DOCUMENT SEGMENT.
*** Block opens ***
SGU Welcomes Two Canadian Institutions to Clinical Network
Through new agreements with two Canadian facilities, St. George’s University medical students can now receive highly specialized clinical training north of the US border.
In August, SGU welcomed Ottawa Cardiovascular Centre and Booth Neurology Clinic to its clinical network of more than 70 training locations, further expanding the opportunities available to fourth-year students to broaden their skills and knowledge in preparation for residency.
“We’ve been thrilled by the response from our students,” said Sandra Banner, St. George’s University’s director of admissions for Canada. “With these training opportunities, they obtain a close-up sense of the Canadian healthcare system, and are able to experience some of the differences between the US and Canada, inevitably improving their chances of success on their exams and in pursuit of residency.”
“With these training opportunities, students obtain a close-up sense of the Canadian healthcare system, and are able to experience some of the differences between the US and Canada, inevitably improving their chances of success on their exams and in pursuit of residency.”
Applications for training positions at each site are now being taken for the charter class intake in November 2019. Ms. Banner said that SGU students are able to pair up the elective opportunities, giving them two full months in Canada’s capital city. At each clinical site, they will work directly with physicians who have dual appointments with University of Ottawa Medical School.
“Rotating in clinical training facilities throughout Canada, the US, and UK gives our students a worldly view of medicine that they can’t get just anywhere,” said Dr. G. Richard Olds, president of St. George’s University. “We firmly believe that taking advantage of these unique opportunities not only benefit them as they ramp up toward residency but well into their medical careers.”
Canadians have flourished at SGU and beyond, with 94 percent of eligible students and graduates applying for residency in North America successfully obtaining one in 2019. Eighteen Canadians who applied through the Canadian Resident Matching Service (CaRMS) secured residencies in competitive fields ranging from anesthesiology and emergency medicine to pathology and psychiatry.
*** Block closes ***
STORED DATA.
*** Block opens ***
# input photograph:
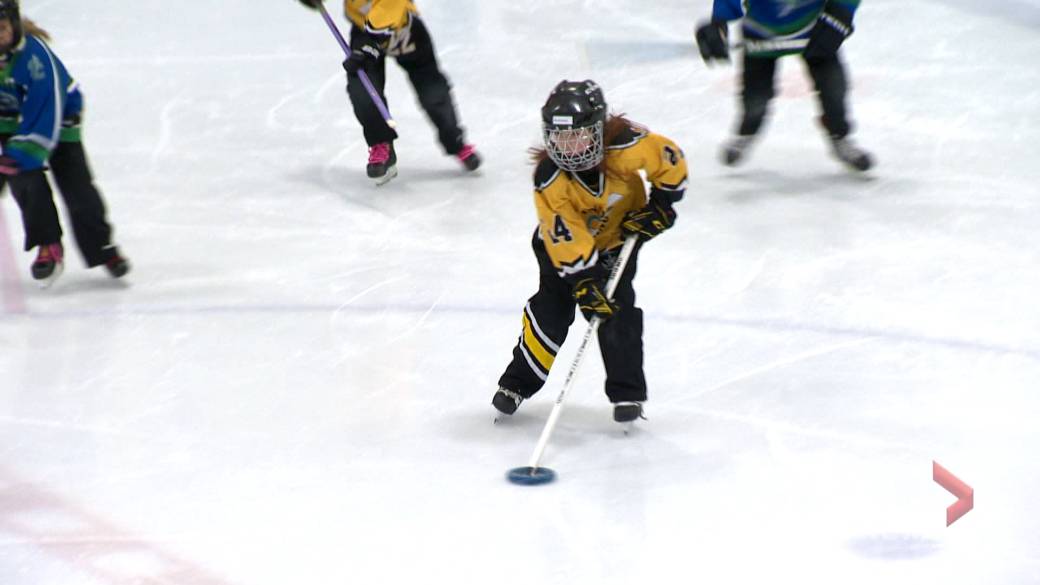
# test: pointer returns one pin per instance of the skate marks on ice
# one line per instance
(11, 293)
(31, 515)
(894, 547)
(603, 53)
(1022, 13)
*** Block closes ***
*** Block opens ***
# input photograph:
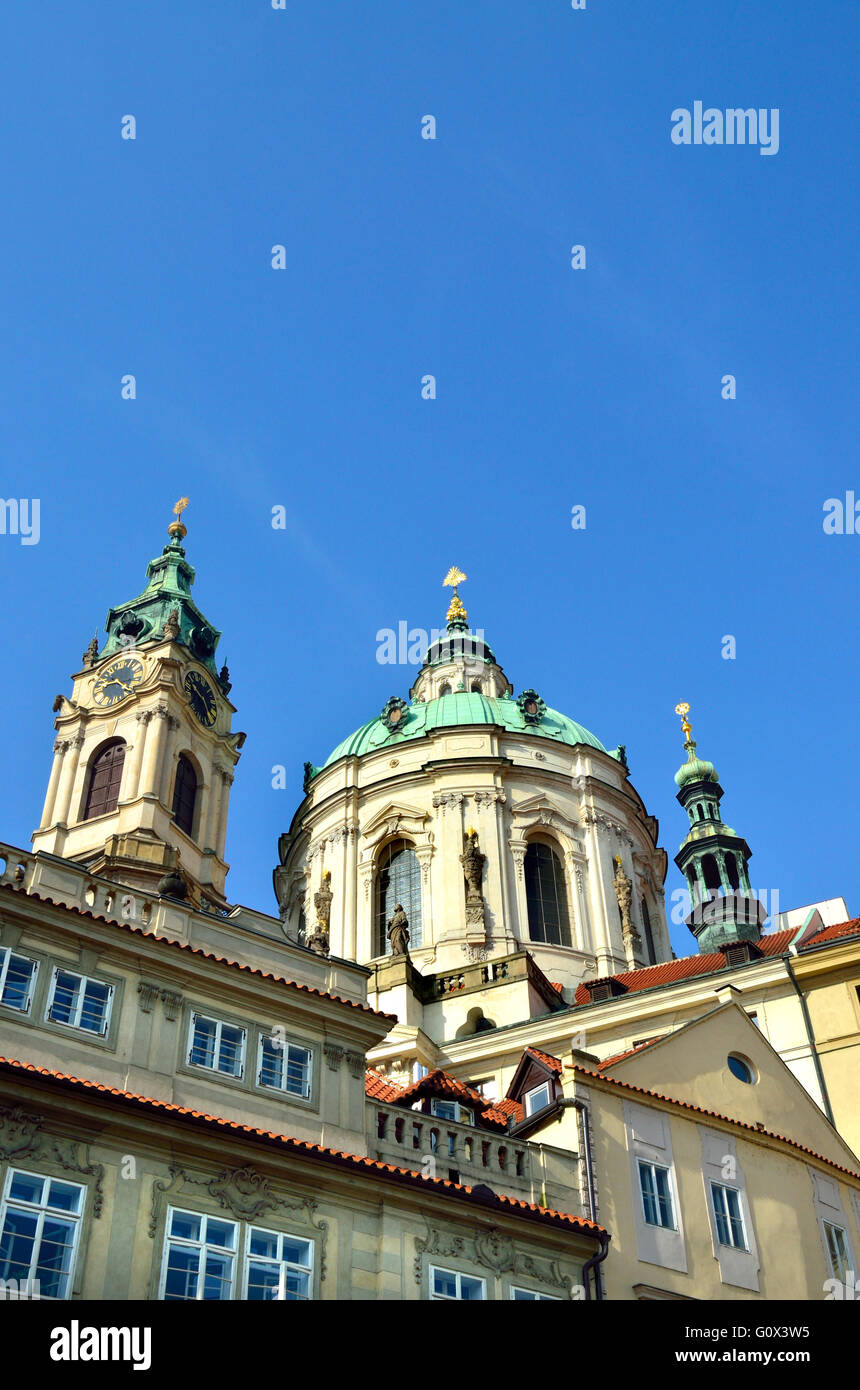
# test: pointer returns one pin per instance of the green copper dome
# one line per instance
*** Block closes ***
INSTRUCTIONS FOR THE TASK. Reproduce the full article about St. George's University's new Canadian clinical sites word for word. Rely solely on the article about St. George's University's new Canadian clinical sites.

OUTPUT FOR THIS TASK.
SGU Welcomes Two Canadian Institutions to Clinical Network
Through new agreements with two Canadian facilities, St. George’s University medical students can now receive highly specialized clinical training north of the US border.
In August, SGU welcomed Ottawa Cardiovascular Centre and Booth Neurology Clinic to its clinical network of more than 70 training locations, further expanding the opportunities available to fourth-year students to broaden their skills and knowledge in preparation for residency.
“We’ve been thrilled by the response from our students,” said Sandra Banner, St. George’s University’s director of admissions for Canada. “With these training opportunities, they obtain a close-up sense of the Canadian healthcare system, and are able to experience some of the differences between the US and Canada, inevitably improving their chances of success on their exams and in pursuit of residency.”
“With these training opportunities, students obtain a close-up sense of the Canadian healthcare system, and are able to experience some of the differences between the US and Canada, inevitably improving their chances of success on their exams and in pursuit of residency.”
Applications for training positions at each site are now being taken for the charter class intake in November 2019. Ms. Banner said that SGU students are able to pair up the elective opportunities, giving them two full months in Canada’s capital city. At each clinical site, they will work directly with physicians who have dual appointments with University of Ottawa Medical School.
“Rotating in clinical training facilities throughout Canada, the US, and UK gives our students a worldly view of medicine that they can’t get just anywhere,” said Dr. G. Richard Olds, president of St. George’s University. “We firmly believe that taking advantage of these unique opportunities not only benefit them as they ramp up toward residency but well into their medical careers.”
Canadians have flourished at SGU and beyond, with 94 percent of eligible students and graduates applying for residency in North America successfully obtaining one in 2019. Eighteen Canadians who applied through the Canadian Resident Matching Service (CaRMS) secured residencies in competitive fields ranging from anesthesiology and emergency medicine to pathology and psychiatry.